PROVIDED PASSAGE:
☆ ☆ ☆
Free Speech Fundamentals: Building a Platform
For example, at UC Davis, where the protestors effectively shut down Milo's event the night before with their violence, after which the next day one of them demanded of Milo as he was talking to the crowd gathered outside to hear him speak (see video at 4:01): "Where's my platform? Where is everyone else's platform?" Milo admonished him: "You had it last night, brother," but of course the young man was not satisfied. He thought that it was Milo's fault that nobody wanted to listen to him.
Trigglypuff at UMass Amherst had the same complaint, if imperfectly expressed (see video at 1:26): "But this is free speech! If you're so concerned about free speech..."--meaning presumably hers, as she clearly wanted to continue shouting, "Fuck you!" in the middle of Christina Hoff Sommers's remarks rather than sit quietly and wait for the Q&A.
Somebody needs to get these kids a conch. (Does anyone still read Lord of the Flies in high school, or does it cut too close to the bone?) Not only do they seem to have no understanding of taking turns while speaking, they don't seem to have a clue about what it means to have a platform from which to speak. Maybe they think all they need is a megaphone--like the one Milo used at UCDavis when he was speaking outside--or a podium, like the one from which Sommers was attempting to speak.
☆ ☆ ☆
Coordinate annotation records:
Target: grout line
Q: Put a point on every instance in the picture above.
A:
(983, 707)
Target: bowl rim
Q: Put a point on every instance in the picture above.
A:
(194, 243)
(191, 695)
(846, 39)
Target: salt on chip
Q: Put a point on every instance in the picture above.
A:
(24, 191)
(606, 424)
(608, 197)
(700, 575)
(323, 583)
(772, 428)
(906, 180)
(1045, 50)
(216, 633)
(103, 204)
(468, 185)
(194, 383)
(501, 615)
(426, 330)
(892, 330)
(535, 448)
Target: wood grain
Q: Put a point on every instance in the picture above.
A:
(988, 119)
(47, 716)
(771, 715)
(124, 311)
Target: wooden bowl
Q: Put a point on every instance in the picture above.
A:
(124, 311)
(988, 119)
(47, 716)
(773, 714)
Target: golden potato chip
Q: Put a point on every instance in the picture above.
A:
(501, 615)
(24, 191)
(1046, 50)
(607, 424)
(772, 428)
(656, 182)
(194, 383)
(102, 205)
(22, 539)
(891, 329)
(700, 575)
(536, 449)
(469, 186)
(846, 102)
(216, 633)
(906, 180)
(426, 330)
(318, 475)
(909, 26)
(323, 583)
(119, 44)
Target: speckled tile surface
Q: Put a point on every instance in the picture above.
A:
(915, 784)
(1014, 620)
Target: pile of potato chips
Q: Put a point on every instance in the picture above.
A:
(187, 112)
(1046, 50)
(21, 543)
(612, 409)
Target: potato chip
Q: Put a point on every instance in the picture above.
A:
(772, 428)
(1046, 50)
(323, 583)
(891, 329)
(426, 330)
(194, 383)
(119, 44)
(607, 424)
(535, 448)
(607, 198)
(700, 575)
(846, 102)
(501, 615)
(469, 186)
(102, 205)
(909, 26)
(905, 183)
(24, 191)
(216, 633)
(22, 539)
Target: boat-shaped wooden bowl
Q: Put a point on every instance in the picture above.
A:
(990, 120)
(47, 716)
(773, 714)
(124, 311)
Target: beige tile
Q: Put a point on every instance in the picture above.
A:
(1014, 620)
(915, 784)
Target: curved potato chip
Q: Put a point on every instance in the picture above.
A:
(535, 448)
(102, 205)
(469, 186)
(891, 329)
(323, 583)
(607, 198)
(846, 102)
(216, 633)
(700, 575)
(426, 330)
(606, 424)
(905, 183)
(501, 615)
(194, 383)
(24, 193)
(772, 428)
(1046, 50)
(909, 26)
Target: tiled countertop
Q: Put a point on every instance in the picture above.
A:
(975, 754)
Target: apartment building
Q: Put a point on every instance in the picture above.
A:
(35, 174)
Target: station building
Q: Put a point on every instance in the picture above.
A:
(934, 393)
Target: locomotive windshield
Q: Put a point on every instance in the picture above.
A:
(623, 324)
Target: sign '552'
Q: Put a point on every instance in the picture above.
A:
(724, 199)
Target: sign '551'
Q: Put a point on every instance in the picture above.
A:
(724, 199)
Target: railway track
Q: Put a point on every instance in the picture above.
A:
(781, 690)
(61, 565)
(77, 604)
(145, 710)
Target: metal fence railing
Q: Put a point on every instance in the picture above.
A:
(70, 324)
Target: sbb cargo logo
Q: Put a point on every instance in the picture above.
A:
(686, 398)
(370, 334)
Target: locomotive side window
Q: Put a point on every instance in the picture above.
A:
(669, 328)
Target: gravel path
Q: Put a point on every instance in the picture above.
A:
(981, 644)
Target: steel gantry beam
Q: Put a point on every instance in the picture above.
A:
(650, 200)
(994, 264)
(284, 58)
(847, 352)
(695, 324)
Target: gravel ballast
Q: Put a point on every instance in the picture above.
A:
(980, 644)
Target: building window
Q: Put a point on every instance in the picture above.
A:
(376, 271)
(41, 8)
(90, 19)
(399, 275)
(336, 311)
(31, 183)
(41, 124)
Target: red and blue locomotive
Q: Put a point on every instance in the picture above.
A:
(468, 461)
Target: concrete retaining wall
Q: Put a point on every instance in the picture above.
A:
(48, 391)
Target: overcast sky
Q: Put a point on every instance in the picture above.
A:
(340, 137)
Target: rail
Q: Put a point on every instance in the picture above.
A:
☆ ☆ ☆
PROBLEM TO SOLVE: Please rewrite the free speech passage starting at "Trigglypuff at UMass" and ending at "attempting to speak.", with "talking stick" in place of "conch".

COMPLETE RESPONSE:
Trigglypuff at UMass Amherst had the same complaint, if imperfectly expressed (see video at 1:26): "But this is free speech! If you're so concerned about free speech..."--meaning presumably hers, as she clearly wanted to continue shouting, "Fuck you!" in the middle of Christina Hoff Sommers's remarks rather than sit quietly and wait for the Q&A.
Somebody needs to get these kids a talking stick. (Does anyone still read Lord of the Flies in high school, or does it cut too close to the bone?) Not only do they seem to have no understanding of taking turns while speaking, they don't seem to have a clue about what it means to have a platform from which to speak. Maybe they think all they need is a megaphone--like the one Milo used at UCDavis when he was speaking outside--or a podium, like the one from which Sommers was attempting to speak.